TASK —
Leaving the pictures aside, repeat every line below exactly.

LISTED RECORDS —
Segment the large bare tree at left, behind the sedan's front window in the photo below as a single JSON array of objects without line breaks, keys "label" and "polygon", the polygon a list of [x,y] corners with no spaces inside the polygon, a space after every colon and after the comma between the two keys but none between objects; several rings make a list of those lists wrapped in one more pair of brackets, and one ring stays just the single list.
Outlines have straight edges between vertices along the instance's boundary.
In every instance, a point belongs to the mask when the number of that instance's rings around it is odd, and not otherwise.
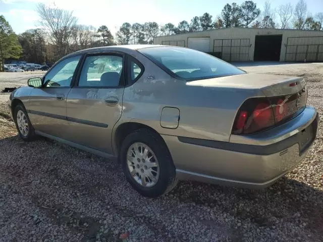
[{"label": "large bare tree at left, behind the sedan's front window", "polygon": [[49,39],[56,46],[58,57],[66,55],[72,38],[72,27],[77,22],[73,12],[38,4],[37,13],[39,24],[46,29]]}]

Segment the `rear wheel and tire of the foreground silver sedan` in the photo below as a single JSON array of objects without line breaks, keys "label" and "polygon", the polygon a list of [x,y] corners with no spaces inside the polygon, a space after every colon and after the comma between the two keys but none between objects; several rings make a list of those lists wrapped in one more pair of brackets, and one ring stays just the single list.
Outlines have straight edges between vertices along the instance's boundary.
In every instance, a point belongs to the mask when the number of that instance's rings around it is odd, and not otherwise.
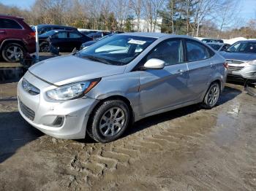
[{"label": "rear wheel and tire of the foreground silver sedan", "polygon": [[217,101],[219,100],[219,95],[220,95],[220,87],[218,82],[213,82],[211,83],[210,87],[208,88],[205,98],[203,99],[203,103],[201,106],[205,109],[211,109],[213,108],[216,104]]}]

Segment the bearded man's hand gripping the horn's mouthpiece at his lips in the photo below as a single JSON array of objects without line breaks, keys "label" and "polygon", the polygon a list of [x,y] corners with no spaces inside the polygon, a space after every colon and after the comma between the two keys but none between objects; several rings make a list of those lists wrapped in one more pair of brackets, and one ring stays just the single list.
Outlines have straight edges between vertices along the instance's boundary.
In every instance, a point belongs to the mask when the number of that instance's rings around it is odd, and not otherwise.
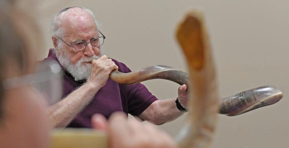
[{"label": "bearded man's hand gripping the horn's mouthpiece at his lips", "polygon": [[103,87],[113,70],[118,70],[118,66],[112,59],[108,59],[106,55],[101,56],[92,62],[91,74],[87,82]]}]

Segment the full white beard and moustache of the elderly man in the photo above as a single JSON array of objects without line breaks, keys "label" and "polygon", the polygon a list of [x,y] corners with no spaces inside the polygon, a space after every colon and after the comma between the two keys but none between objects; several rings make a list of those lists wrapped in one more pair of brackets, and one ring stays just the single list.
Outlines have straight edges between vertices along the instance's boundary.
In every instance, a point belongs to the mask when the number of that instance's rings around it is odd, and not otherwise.
[{"label": "full white beard and moustache of the elderly man", "polygon": [[84,63],[84,62],[90,62],[92,58],[98,59],[100,58],[97,55],[93,55],[89,58],[82,58],[79,59],[76,64],[72,64],[70,62],[70,55],[66,52],[65,49],[60,49],[61,54],[56,53],[56,57],[59,61],[59,63],[66,68],[66,70],[74,77],[74,79],[77,80],[88,80],[91,74],[91,68],[92,65],[90,63]]}]

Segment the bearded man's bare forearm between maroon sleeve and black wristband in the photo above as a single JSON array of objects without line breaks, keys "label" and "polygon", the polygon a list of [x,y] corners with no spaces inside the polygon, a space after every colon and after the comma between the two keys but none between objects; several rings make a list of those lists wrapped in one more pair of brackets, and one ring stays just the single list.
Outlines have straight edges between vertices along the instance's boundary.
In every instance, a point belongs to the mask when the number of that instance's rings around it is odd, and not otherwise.
[{"label": "bearded man's bare forearm between maroon sleeve and black wristband", "polygon": [[175,101],[176,99],[154,101],[139,117],[156,125],[170,122],[184,114],[176,107]]}]

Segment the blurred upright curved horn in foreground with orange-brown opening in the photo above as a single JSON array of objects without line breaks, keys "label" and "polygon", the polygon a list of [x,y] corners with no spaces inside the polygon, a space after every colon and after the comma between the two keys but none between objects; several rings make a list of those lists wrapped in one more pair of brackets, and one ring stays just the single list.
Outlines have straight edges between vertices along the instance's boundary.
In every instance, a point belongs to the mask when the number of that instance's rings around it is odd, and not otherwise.
[{"label": "blurred upright curved horn in foreground with orange-brown opening", "polygon": [[216,74],[200,12],[187,14],[176,32],[190,74],[188,120],[177,137],[182,148],[205,148],[211,143],[219,112]]}]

THE ANSWER —
Segment the large bare tree at left, behind the sedan's front window in the photo below as a single JSON array of objects without line breaks, keys "label" and "polygon", the polygon a list of [x,y] corners with no spaces inside the polygon, a space after every colon and after the comma between the two keys but none between objects; several rings make a list of those lists wrapped in one more pair of brackets, and one ring stays just the single list.
Outlines have straight edges between vertices along the instance's boundary.
In every instance, a point belongs to the mask when the number of that instance's rings around it is odd, and not otherwise.
[{"label": "large bare tree at left, behind the sedan's front window", "polygon": [[49,39],[56,46],[58,57],[66,55],[72,38],[72,27],[77,22],[73,12],[38,4],[37,13],[39,24],[46,29]]}]

Segment the `rear wheel and tire of the foreground silver sedan` in the photo below as a single JSON array of objects without line breaks, keys "label" and "polygon", the polygon a list of [x,y] corners with no spaces inside the polygon, a space after every colon and after the comma between the two keys but none between objects; several rings make a list of those lists wrapped in one more pair of brackets, and one ring stays just the single list.
Outlines have straight edges between vertices along the instance's boundary.
In every instance, a point belongs to the mask when the number of that instance's rings around it is odd, and not otherwise.
[{"label": "rear wheel and tire of the foreground silver sedan", "polygon": [[217,101],[219,100],[219,95],[220,95],[220,87],[218,82],[213,82],[211,83],[210,87],[208,88],[205,98],[203,99],[203,103],[201,106],[205,109],[211,109],[213,108],[216,104]]}]

Segment the bearded man's hand gripping the horn's mouthpiece at his lips in the photo below as a single JSON array of objects without line breaks, keys "label" and "polygon", the polygon a list of [x,y] corners with no spaces inside the polygon, a space after every colon and after the comma between the two keys but none between objects; several rings make a list of those lists wrapped in one more pair of brackets, and one ring stays just the single list.
Outlines have straight edges between vertices along the instance's boundary.
In every instance, a point belongs to the mask when the number of that instance's rings around it is odd, and not otherwise.
[{"label": "bearded man's hand gripping the horn's mouthpiece at his lips", "polygon": [[103,87],[113,70],[118,70],[118,66],[112,59],[108,59],[106,55],[101,56],[92,62],[91,74],[87,82]]}]

Segment the full white beard and moustache of the elderly man in the photo above as a single JSON array of objects without line breaks, keys "label" and "polygon", the polygon a list of [x,y] corners with no spaces inside the polygon, a space after every colon and after the comma between the two keys but none between objects; several rings make a list of those lists wrapped in one more pair of brackets, and one ring stays just the single list.
Outlines have straight edges between vertices along the instance's boundary.
In every instance, a point belongs to the mask when the number of that instance's rings around it is odd, and not otherwise.
[{"label": "full white beard and moustache of the elderly man", "polygon": [[84,63],[84,62],[90,62],[92,58],[98,59],[100,58],[97,55],[93,55],[89,58],[82,58],[79,59],[76,64],[72,64],[70,62],[70,55],[66,52],[65,49],[60,49],[61,54],[56,53],[56,57],[59,61],[59,63],[66,68],[66,70],[74,77],[74,79],[77,80],[88,80],[91,74],[91,68],[92,65],[90,63]]}]

Segment the bearded man's bare forearm between maroon sleeve and black wristband in the photo above as a single JSON array of objects without line breaks, keys "label" and "polygon", the polygon a list of [x,y] corners with no spaces inside the polygon, a space after every colon and after the comma between the two keys but none between objects; several rings make a list of those lists wrapped in one more pair of brackets, and one ring stays just the single list.
Outlines have straight edges between vertices along the instance's boundary.
In every instance, a point belongs to the mask when the number of that instance's rings around it is odd, and not otherwise.
[{"label": "bearded man's bare forearm between maroon sleeve and black wristband", "polygon": [[175,101],[176,99],[154,101],[139,117],[156,125],[170,122],[184,114],[176,107]]}]

Segment the blurred upright curved horn in foreground with orange-brown opening in the photo above as a single JSON array of objects without line breaks, keys "label" and "polygon", the polygon a list of [x,y] corners with no spaces inside the polygon, a space after every colon and after the comma between the two keys but none between objects; several rings make a list of those lists wrapped in one more pair of brackets, and one ring stays just the single list.
Outlines have straight edges between vertices along the instance's boundary.
In every instance, a point belongs to the mask when the number of that instance's rings around it is odd, and not otherwise.
[{"label": "blurred upright curved horn in foreground with orange-brown opening", "polygon": [[216,74],[200,12],[187,14],[176,32],[190,74],[188,120],[177,137],[182,148],[205,148],[211,143],[219,112]]}]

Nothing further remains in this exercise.